WHAT TO PRODUCE: Retype the material below line for line with no changes, leaving out the pictures.

(Point annotation records)
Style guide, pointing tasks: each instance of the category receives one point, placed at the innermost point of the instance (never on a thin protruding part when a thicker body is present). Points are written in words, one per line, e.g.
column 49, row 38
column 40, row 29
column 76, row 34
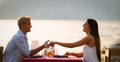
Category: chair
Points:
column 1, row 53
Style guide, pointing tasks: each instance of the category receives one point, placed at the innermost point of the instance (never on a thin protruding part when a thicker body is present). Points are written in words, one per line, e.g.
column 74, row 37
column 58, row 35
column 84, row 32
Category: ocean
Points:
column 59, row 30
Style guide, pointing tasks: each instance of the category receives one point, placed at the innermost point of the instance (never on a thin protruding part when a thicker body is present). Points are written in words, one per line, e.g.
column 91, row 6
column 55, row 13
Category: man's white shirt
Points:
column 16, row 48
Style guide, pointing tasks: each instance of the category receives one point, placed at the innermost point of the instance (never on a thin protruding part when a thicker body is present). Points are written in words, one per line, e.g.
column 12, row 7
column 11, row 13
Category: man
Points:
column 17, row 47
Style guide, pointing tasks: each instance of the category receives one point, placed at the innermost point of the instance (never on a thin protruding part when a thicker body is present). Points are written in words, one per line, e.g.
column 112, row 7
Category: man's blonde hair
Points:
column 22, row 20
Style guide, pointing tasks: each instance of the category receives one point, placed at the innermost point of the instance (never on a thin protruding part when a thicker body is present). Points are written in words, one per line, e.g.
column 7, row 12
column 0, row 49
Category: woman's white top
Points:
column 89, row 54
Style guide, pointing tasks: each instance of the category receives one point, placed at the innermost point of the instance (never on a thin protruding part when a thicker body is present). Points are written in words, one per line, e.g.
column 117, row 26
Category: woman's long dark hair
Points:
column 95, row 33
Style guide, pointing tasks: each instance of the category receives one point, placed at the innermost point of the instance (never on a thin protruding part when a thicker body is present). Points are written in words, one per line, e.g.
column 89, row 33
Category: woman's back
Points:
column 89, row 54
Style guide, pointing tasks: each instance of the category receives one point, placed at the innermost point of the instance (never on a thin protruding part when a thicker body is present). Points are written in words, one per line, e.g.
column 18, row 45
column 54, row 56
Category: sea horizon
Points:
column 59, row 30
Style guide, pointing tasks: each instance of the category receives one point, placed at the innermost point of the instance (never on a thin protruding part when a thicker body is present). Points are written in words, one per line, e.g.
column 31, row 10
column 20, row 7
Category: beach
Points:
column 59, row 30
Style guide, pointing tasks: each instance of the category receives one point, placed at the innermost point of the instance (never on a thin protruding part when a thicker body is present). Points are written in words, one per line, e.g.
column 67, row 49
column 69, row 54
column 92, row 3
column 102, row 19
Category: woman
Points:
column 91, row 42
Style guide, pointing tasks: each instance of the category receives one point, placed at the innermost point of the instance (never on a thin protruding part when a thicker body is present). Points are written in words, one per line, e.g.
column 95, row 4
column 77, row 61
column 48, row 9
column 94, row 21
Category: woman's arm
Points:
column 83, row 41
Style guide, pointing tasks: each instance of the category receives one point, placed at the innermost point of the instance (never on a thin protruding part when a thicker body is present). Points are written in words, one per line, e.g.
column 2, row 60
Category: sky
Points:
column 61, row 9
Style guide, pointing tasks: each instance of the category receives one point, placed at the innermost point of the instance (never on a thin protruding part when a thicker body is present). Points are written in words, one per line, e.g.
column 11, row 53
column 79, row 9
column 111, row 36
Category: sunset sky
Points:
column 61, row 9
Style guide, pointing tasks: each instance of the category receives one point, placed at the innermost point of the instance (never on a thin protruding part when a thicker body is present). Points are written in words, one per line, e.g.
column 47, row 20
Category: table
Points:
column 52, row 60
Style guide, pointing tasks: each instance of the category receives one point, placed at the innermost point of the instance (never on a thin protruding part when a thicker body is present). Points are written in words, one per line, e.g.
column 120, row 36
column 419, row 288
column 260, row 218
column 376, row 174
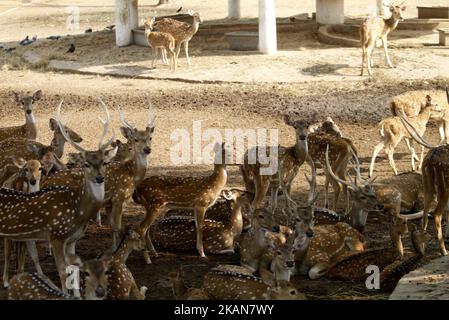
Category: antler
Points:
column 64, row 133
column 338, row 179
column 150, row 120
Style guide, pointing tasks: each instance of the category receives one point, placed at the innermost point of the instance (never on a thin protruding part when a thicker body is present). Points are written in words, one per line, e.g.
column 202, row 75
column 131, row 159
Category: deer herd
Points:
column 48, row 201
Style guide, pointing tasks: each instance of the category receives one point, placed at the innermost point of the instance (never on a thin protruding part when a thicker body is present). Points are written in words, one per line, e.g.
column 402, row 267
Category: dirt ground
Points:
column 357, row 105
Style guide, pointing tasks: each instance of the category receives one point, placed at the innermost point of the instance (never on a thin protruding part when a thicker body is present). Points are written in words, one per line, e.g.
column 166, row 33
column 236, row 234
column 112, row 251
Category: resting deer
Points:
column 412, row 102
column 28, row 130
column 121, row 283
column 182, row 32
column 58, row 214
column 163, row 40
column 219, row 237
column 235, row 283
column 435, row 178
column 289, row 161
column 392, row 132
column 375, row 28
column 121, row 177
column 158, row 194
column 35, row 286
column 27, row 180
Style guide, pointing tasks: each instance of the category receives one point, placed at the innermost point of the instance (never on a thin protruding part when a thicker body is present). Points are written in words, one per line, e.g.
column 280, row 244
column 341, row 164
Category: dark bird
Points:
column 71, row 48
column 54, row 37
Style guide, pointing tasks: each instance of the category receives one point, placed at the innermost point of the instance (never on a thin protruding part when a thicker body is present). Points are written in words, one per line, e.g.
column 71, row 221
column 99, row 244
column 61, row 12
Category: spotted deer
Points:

WRITTEN ANSWER:
Style guide, pointing tasks: each instance of the category receives one point, placed at the innermost point of the instance (never on a thin protruding part when a thicker body is present). Points are written in words, one per line, e.g.
column 49, row 38
column 40, row 29
column 76, row 34
Category: chair
Points:
column 1, row 53
Style guide, pointing tasks: each instance of the category receives one point, placed at the innermost point of the instance (never on a thin protruding part when a thicker body is present). Points are written in words, one per line, e.g.
column 74, row 37
column 58, row 35
column 84, row 32
Category: ocean
Points:
column 59, row 30
Style guide, pointing tasks: each instance of the category receives one point, placed at the innermost point of the instance (never on a thin protruding part when a thicker body is present). Points are written in words, one per line, e.g.
column 91, row 6
column 55, row 13
Category: man's white shirt
Points:
column 16, row 48
Style guide, pointing tasks: each instance of the category receives one point, placed at the innermost point of the instance (never on a thin protruding part when a thicker body is present). Points are written in words, one per line, e.g.
column 12, row 7
column 11, row 13
Category: man
Points:
column 17, row 47
Style guide, pointing tasks: each instance of the category receives one point, placed at the innermost point of the instance (never on a thin protruding part when a thicker body is present). Points are written in words, one per line, e.g.
column 112, row 7
Category: man's blonde hair
Points:
column 22, row 20
Style guide, pointing tasks: each instance of the category receives one point, placed at the innermost point of the instance (never on a thin protruding part when a thicker body is present). Points are written in words, one per line, e.g.
column 7, row 12
column 0, row 49
Category: woman's white top
Points:
column 89, row 54
Style guide, pointing tasks: each instance of the category receives one point, placed at the innermost point of the instance (never on a thin protruding part when a thicker body is present). Points are written in words, one per line, e.g.
column 117, row 26
Category: woman's long dark hair
Points:
column 95, row 33
Style guide, pointing tasks: each instance of the category receives one point, placed at the innermost point of the instance (never on a thin protruding part when a thicker body is present). Points are written in words, one per line, e.g.
column 89, row 33
Category: woman's back
Points:
column 89, row 54
Style guide, pointing tasks: each instance of the category receives one point, placed at the innermost point of the instance (never on a thin protruding part when a thicker body is present). Points are written in words, one per line, e.g.
column 18, row 45
column 54, row 56
Category: sea horizon
Points:
column 59, row 30
Style guide, pointing tasks: each instance of the category receives one point, placed at the innermost point of the instance (never on a thin protruding part when a thicker body is present). Points are written in words, one per line, e.g.
column 31, row 10
column 20, row 7
Category: beach
Points:
column 59, row 30
Style guide, pointing tasks: each instance of the category receives one point, placed at the innermost point of the instance (never on a thin protruding part when a thicker body is present). Points are written in words, one per line, e.g.
column 67, row 49
column 69, row 54
column 92, row 3
column 102, row 19
Category: woman
Points:
column 91, row 42
Style guide, pointing tasks: each instance of the category receives one point, placed at the innermost point of the instance (never on a thin protruding part when a thicker body is present). Points are written in words, one per line, e.g.
column 95, row 4
column 77, row 61
column 48, row 9
column 94, row 21
Category: woman's arm
Points:
column 83, row 41
Style guide, pointing tasks: each instance of the category receives one point, placed at the innermost point of the instance (never on a thin protruding part when a thicker body is present). Points are written in words, one per line, e.g.
column 2, row 60
Category: sky
Points:
column 61, row 9
Style guide, pointing tasks: each instance of the category receives one point, placed at the innermost point of the instance (never on a thin protruding part when a thicker body is present). Points are written in words, one per line, e.g.
column 11, row 53
column 79, row 9
column 111, row 36
Category: sunset sky
Points:
column 61, row 9
Style guide, pointing tasks: each instance of the category receives one point, placed at the innermost point of the instance (never on a thin protruding part when a thicker body is present). Points are written in words, one per line, e.g.
column 47, row 20
Category: table
Points:
column 52, row 60
Style guide, pointing tasks: each instance of the category receives one point, placed at the innermost point of the instance (never on a thin protruding part when a thicker body is present). Points are written in words, one per line, e.g.
column 120, row 36
column 419, row 288
column 260, row 218
column 376, row 174
Category: antler
Points:
column 64, row 133
column 338, row 179
column 150, row 120
Style guide, pointing tasks: each instance of the category receives one point, placed at the innermost point of the instance (never on a thin protruding part when a thicker body is present). Points are written in words, one per line, e.g.
column 202, row 75
column 131, row 159
Category: deer herd
Points:
column 48, row 201
Style guide, pointing tasks: each instance of the category receives one point, placed at the innermost point of the instance (never on a thin protruding part when a thicker body is present). Points are written in words, one per line, e.g.
column 402, row 267
Category: dirt ground
Points:
column 357, row 105
Style guide, pointing tasks: each instance of the category receives one point, placed at the innermost point of the instance (never on a thin protruding part when a thicker body is present). Points are written in words, one per line, e.g.
column 166, row 33
column 236, row 234
column 112, row 251
Category: resting deer
Points:
column 412, row 102
column 28, row 130
column 121, row 283
column 182, row 32
column 58, row 214
column 163, row 40
column 219, row 237
column 235, row 283
column 435, row 178
column 289, row 161
column 392, row 132
column 375, row 28
column 121, row 177
column 158, row 194
column 35, row 286
column 27, row 180
Style guide, pointing tasks: each instance of the category receives one point, placed at the innermost point of the instance (never on a thin protruding part when a thicker body is present). Points are written in words, one per line, e.g.
column 280, row 244
column 341, row 164
Category: dark bird
Points:
column 71, row 48
column 54, row 37
Style guide, pointing tasks: each instance of the category receives one point, placed at the innermost point of the instance (never on a thin protruding part when a thicker body is present). Points are written in words, one per line, e.g.
column 71, row 221
column 99, row 244
column 61, row 12
Category: spotted deer
Points:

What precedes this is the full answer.